Task statement - In the listing below, please print the line that contains "Return the mask of every instance of the pink mitten." and every line that follows it, exactly.

Data to process -
○ ○ ○ ○ ○ ○ ○
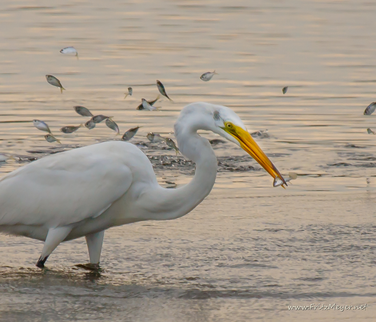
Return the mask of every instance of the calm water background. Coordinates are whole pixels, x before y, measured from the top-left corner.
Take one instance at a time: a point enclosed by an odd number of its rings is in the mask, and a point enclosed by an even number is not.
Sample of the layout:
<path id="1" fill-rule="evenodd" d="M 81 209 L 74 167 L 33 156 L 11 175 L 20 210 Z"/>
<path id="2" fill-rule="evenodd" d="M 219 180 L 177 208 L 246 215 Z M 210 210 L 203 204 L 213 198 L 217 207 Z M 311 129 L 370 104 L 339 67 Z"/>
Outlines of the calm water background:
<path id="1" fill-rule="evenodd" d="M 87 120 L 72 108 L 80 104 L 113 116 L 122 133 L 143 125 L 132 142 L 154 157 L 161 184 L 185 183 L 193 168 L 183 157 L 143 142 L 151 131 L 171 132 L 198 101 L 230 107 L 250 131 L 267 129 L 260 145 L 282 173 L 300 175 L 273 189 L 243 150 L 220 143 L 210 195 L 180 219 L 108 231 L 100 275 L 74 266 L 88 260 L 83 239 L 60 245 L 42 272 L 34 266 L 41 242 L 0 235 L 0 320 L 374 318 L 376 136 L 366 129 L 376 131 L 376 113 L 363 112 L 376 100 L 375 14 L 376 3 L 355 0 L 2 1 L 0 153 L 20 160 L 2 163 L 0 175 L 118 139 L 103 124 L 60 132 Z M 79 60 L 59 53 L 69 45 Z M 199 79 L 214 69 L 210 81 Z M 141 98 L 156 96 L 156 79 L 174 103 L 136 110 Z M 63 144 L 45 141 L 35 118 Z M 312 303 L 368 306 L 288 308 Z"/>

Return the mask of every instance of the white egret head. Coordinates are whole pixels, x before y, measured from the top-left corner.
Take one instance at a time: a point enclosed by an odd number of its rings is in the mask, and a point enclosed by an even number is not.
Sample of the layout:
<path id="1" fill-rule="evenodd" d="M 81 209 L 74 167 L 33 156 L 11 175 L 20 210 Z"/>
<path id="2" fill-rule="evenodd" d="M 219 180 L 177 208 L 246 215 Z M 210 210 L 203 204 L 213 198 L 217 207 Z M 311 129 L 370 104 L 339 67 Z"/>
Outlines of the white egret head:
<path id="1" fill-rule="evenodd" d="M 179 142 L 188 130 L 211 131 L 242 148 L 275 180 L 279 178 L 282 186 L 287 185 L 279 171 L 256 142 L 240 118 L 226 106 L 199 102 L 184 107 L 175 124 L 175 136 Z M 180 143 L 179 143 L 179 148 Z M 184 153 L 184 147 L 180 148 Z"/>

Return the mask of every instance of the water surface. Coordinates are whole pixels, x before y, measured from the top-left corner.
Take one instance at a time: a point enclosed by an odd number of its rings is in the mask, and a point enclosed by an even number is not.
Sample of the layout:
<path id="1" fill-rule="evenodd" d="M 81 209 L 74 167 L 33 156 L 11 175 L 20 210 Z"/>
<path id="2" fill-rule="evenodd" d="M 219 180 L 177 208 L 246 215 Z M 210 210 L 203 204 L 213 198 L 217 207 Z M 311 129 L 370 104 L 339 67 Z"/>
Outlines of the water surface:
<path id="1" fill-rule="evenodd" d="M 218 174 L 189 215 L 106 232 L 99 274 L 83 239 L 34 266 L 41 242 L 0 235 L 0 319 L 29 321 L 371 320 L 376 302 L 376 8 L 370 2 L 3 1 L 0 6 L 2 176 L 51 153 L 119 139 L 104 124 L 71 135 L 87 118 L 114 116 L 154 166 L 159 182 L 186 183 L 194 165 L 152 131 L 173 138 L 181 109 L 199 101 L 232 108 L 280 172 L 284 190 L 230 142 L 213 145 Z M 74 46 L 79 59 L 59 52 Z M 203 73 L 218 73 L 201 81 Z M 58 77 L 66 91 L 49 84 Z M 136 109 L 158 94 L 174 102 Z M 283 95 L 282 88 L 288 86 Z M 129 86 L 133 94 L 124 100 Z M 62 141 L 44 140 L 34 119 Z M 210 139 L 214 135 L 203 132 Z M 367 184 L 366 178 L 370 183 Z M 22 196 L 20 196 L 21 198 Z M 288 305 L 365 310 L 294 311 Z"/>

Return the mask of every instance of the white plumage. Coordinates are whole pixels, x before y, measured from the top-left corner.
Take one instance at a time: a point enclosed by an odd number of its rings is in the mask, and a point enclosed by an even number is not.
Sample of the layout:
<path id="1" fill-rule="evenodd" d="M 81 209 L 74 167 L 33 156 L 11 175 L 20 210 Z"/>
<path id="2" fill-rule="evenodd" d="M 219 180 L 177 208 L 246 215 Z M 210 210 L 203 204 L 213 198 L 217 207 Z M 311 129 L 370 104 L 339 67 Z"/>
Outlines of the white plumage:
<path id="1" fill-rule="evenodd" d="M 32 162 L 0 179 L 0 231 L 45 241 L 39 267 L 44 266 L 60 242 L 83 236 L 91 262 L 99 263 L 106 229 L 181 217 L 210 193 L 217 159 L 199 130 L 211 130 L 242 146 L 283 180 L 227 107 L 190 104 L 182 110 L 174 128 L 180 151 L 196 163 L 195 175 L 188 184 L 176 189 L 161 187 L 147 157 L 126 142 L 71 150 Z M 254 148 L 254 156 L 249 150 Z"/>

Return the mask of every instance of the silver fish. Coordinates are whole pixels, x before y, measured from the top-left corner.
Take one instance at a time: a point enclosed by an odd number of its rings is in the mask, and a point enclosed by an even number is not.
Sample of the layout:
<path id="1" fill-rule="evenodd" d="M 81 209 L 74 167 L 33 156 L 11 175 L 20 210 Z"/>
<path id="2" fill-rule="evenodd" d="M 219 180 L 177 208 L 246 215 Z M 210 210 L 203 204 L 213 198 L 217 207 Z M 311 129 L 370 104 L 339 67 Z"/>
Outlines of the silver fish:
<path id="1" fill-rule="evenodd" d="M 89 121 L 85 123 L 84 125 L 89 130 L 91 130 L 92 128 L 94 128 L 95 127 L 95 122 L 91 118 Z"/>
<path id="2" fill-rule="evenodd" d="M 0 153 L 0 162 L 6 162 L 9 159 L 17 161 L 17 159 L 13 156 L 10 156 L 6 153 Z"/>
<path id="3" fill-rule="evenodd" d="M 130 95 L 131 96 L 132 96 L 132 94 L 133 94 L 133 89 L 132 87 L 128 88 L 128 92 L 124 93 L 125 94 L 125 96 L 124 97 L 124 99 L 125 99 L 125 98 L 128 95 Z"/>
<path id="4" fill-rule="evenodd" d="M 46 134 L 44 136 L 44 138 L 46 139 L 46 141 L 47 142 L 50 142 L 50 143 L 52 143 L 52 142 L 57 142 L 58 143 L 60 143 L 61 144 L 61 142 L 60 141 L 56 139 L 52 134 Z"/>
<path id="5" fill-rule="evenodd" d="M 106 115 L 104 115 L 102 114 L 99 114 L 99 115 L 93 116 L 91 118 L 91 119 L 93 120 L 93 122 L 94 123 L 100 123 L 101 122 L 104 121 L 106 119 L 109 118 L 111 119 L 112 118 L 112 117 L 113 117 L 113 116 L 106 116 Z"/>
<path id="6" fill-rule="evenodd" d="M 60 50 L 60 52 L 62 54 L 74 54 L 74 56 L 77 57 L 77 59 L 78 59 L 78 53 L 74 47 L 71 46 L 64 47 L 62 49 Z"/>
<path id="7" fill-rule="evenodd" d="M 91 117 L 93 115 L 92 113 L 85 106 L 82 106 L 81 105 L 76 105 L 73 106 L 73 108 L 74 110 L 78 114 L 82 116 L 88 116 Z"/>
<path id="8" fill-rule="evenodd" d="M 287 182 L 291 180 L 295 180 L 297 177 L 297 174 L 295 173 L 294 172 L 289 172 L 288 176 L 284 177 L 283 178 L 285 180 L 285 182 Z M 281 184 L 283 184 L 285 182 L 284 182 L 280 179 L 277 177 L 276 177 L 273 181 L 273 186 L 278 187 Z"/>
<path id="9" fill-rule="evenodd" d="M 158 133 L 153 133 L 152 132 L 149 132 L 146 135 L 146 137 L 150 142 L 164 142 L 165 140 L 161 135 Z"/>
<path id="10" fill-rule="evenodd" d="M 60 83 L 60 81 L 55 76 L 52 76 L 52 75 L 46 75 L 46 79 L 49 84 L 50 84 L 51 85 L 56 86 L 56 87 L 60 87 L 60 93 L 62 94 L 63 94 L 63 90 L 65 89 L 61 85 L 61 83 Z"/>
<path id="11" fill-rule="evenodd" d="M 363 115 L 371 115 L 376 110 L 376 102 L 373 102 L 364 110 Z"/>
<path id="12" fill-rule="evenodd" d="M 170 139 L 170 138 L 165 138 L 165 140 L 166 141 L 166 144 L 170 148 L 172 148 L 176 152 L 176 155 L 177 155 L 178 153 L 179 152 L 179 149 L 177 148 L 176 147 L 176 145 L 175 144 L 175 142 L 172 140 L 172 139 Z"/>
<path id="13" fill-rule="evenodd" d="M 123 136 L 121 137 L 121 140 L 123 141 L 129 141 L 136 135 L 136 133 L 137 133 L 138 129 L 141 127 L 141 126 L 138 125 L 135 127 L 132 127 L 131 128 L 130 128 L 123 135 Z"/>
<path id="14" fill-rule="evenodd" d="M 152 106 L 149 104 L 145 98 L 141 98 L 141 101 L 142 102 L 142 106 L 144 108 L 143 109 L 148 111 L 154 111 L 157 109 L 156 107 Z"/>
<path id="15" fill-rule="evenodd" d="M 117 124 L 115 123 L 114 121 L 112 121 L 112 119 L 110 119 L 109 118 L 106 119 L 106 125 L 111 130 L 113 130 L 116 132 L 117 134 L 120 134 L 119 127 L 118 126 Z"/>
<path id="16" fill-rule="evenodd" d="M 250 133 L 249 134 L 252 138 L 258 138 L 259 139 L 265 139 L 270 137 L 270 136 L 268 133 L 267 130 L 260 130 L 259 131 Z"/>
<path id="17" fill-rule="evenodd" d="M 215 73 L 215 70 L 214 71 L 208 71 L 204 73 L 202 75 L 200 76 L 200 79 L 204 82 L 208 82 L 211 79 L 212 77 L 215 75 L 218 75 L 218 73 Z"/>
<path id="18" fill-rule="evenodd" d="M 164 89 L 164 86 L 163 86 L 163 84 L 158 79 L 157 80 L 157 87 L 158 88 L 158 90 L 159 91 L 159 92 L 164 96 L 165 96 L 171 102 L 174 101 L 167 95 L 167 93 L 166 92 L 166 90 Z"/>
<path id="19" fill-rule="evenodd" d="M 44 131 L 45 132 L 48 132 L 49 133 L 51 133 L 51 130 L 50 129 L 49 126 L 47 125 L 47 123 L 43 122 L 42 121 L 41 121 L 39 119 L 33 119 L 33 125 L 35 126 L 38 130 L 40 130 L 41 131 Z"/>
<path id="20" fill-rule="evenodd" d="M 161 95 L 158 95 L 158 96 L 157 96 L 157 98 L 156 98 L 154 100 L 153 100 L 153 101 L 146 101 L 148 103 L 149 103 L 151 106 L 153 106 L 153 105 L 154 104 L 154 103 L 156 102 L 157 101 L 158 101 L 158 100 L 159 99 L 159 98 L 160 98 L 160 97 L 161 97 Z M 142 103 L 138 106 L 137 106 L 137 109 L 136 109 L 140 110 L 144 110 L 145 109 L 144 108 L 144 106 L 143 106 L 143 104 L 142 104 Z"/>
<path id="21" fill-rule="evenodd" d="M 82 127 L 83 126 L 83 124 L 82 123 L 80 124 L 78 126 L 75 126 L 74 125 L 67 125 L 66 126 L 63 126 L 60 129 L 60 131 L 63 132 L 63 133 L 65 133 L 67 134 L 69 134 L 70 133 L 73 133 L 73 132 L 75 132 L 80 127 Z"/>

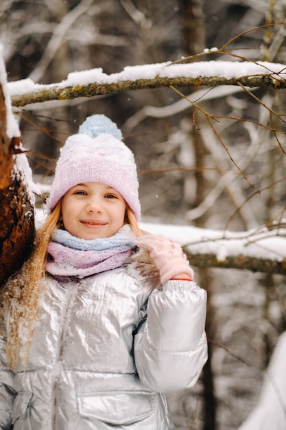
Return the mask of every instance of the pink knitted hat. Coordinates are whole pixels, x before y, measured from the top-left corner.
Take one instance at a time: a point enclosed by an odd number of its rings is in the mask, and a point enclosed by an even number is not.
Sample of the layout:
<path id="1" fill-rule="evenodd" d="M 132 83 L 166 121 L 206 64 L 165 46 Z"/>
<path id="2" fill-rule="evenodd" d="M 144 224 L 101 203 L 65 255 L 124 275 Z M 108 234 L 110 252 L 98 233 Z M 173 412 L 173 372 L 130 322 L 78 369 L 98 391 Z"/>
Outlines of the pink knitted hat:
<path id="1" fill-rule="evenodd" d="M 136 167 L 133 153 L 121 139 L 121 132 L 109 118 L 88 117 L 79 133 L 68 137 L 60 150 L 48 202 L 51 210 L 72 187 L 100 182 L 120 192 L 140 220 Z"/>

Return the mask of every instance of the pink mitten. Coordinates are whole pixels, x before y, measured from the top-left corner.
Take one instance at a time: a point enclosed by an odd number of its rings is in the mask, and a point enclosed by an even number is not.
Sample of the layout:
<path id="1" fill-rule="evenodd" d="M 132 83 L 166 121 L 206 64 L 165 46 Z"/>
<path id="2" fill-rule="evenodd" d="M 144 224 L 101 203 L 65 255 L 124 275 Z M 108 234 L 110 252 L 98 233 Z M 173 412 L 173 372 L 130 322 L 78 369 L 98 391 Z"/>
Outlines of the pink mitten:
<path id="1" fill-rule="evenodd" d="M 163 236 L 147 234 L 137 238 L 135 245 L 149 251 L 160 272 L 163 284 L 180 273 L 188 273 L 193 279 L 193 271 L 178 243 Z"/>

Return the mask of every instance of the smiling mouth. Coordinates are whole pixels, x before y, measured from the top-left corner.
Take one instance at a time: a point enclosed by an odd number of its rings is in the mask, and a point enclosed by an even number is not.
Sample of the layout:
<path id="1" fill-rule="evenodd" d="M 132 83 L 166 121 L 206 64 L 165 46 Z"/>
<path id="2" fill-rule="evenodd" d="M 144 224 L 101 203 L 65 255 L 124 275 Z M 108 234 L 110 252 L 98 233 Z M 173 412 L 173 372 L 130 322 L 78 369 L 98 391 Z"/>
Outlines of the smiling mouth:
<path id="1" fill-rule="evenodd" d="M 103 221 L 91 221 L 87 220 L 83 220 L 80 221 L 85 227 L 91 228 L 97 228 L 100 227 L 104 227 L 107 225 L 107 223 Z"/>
○ ○ ○ ○ ○ ○ ○
The completed task -
Return the mask of every instance of the pink mitten. Coordinates are whole pixels, x before y, measured from the top-left corner.
Take one instance at a time: a point enclosed by an odd number of its rings is in the mask, and a point enclosed by an even number is not.
Sample of the layout:
<path id="1" fill-rule="evenodd" d="M 132 83 L 166 121 L 206 64 L 165 46 Z"/>
<path id="2" fill-rule="evenodd" d="M 144 224 L 101 203 L 65 255 L 124 275 Z M 108 234 L 110 252 L 98 233 Z M 173 412 L 173 372 L 130 322 L 78 369 L 98 391 Z"/>
Outlines of the pink mitten:
<path id="1" fill-rule="evenodd" d="M 163 236 L 147 234 L 137 238 L 135 245 L 149 251 L 160 272 L 163 284 L 180 273 L 188 273 L 193 279 L 193 271 L 178 243 Z"/>

Return the mask of every instance of the smiling mouth. Coordinates are whole pixels, x before y, measured from the top-left corner.
Take one instance at a time: a point enclosed by an odd number of its rings is in the mask, and a point enclosed by an even number is not.
Sample of the layout:
<path id="1" fill-rule="evenodd" d="M 132 83 L 166 121 L 206 64 L 165 46 Z"/>
<path id="2" fill-rule="evenodd" d="M 144 224 L 101 203 L 65 255 L 124 275 Z M 108 234 L 110 252 L 98 233 Z M 173 412 L 173 372 L 130 322 L 78 369 L 98 391 Z"/>
Outlines of the smiling mouth:
<path id="1" fill-rule="evenodd" d="M 103 221 L 91 221 L 87 220 L 83 220 L 80 221 L 85 227 L 91 228 L 97 228 L 100 227 L 104 227 L 107 225 L 107 223 Z"/>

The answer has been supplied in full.